-- Exercise directions --
Find and copy each line of the listing below that has the word "positive" in it.

-- Dataset records --

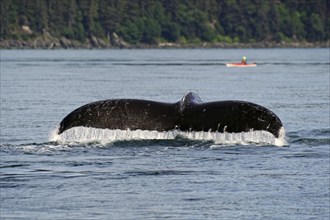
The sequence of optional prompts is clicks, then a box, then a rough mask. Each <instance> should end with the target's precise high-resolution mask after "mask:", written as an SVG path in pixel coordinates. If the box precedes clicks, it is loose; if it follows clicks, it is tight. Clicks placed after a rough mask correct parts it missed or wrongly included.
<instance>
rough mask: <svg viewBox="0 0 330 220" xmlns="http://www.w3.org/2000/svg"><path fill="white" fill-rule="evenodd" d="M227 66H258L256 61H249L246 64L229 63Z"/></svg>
mask: <svg viewBox="0 0 330 220" xmlns="http://www.w3.org/2000/svg"><path fill="white" fill-rule="evenodd" d="M226 66H227V67H255V66H257V64H256V63H249V64H244V63H227V64H226Z"/></svg>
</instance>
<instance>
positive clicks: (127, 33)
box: [0, 0, 330, 44]
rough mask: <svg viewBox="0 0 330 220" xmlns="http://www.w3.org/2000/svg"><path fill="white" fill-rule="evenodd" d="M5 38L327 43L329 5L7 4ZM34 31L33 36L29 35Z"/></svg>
mask: <svg viewBox="0 0 330 220" xmlns="http://www.w3.org/2000/svg"><path fill="white" fill-rule="evenodd" d="M0 4H1V14H0V30H1V33H0V34H1V39H13V38H15V39H27V40H28V39H29V38H31V37H33V36H38V35H40V34H43V33H44V31H47V32H49V33H50V34H52V35H54V36H58V37H62V36H64V37H66V38H69V39H75V40H79V41H85V40H86V39H88V38H91V37H92V36H96V37H100V38H103V39H104V38H107V37H109V36H111V35H112V34H113V33H116V34H117V35H118V36H119V37H120V38H122V39H124V40H125V41H126V42H128V43H130V44H139V43H146V44H157V43H158V42H160V41H167V42H179V43H183V44H186V43H201V42H225V43H234V42H247V43H248V42H262V41H295V40H302V41H303V40H307V41H326V40H329V33H328V26H327V24H328V22H329V21H330V19H329V16H328V14H327V13H328V12H327V9H328V8H327V6H328V5H327V0H313V1H310V0H290V1H288V0H269V1H255V0H244V1H243V0H223V1H217V0H199V1H176V0H136V1H130V0H93V1H87V0H1V1H0ZM23 25H25V26H29V28H30V29H31V30H32V32H33V34H32V35H27V34H24V32H23V31H22V26H23Z"/></svg>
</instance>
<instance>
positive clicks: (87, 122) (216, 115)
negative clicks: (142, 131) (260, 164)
mask: <svg viewBox="0 0 330 220" xmlns="http://www.w3.org/2000/svg"><path fill="white" fill-rule="evenodd" d="M79 126H83V127H93V128H104V129H121V130H127V129H129V130H156V131H169V130H174V129H179V130H181V131H211V132H234V133H239V132H248V131H251V130H254V131H257V130H261V131H268V132H270V133H272V134H273V135H274V136H275V137H276V138H278V137H279V132H280V129H281V128H282V126H283V125H282V122H281V120H280V119H279V118H278V117H277V116H276V115H275V114H274V113H273V112H272V111H270V110H269V109H267V108H265V107H263V106H260V105H257V104H254V103H250V102H245V101H233V100H230V101H215V102H206V103H203V102H202V100H201V99H200V98H199V96H198V95H197V94H195V93H192V92H190V93H187V94H186V95H185V96H184V97H183V98H182V99H181V101H179V102H176V103H164V102H156V101H150V100H139V99H110V100H103V101H97V102H92V103H89V104H86V105H84V106H81V107H79V108H77V109H76V110H74V111H73V112H71V113H70V114H69V115H67V116H66V117H65V118H64V119H63V120H62V122H61V123H60V128H59V131H58V134H61V133H62V132H64V131H66V130H68V129H70V128H73V127H79Z"/></svg>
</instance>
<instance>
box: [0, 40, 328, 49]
mask: <svg viewBox="0 0 330 220" xmlns="http://www.w3.org/2000/svg"><path fill="white" fill-rule="evenodd" d="M329 45H330V42H329V41H327V42H280V43H278V42H259V43H208V42H204V43H197V44H189V43H188V44H181V43H159V44H135V45H130V44H127V43H125V42H123V43H118V44H110V43H105V42H104V41H101V40H99V39H93V40H86V42H83V43H82V42H78V41H74V40H68V39H66V38H61V39H53V40H52V41H49V40H45V41H43V40H40V39H34V40H29V41H22V40H2V41H0V49H162V48H164V49H180V48H181V49H189V48H191V49H194V48H195V49H198V48H223V49H230V48H232V49H240V48H241V49H244V48H256V49H257V48H329Z"/></svg>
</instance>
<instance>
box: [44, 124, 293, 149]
mask: <svg viewBox="0 0 330 220" xmlns="http://www.w3.org/2000/svg"><path fill="white" fill-rule="evenodd" d="M177 138H183V139H188V140H200V141H213V142H214V143H215V144H217V145H237V144H241V145H248V144H251V143H252V144H257V145H274V146H286V145H288V143H287V140H286V136H285V130H284V128H283V127H282V128H281V130H280V134H279V137H278V138H275V136H274V135H273V134H271V133H270V132H267V131H249V132H241V133H227V132H224V133H220V132H203V131H189V132H183V131H180V130H172V131H164V132H159V131H149V130H134V131H131V130H119V129H116V130H110V129H98V128H91V127H74V128H71V129H69V130H66V131H65V132H63V133H61V134H60V135H59V134H58V128H56V129H54V130H53V131H52V133H51V134H50V137H49V141H52V142H58V143H61V144H67V143H69V144H75V143H77V144H80V143H91V142H97V143H101V144H102V145H106V144H109V143H112V142H116V141H130V140H174V139H177Z"/></svg>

-- Reply --
positive clicks: (127, 33)
positive clicks: (87, 122) (216, 115)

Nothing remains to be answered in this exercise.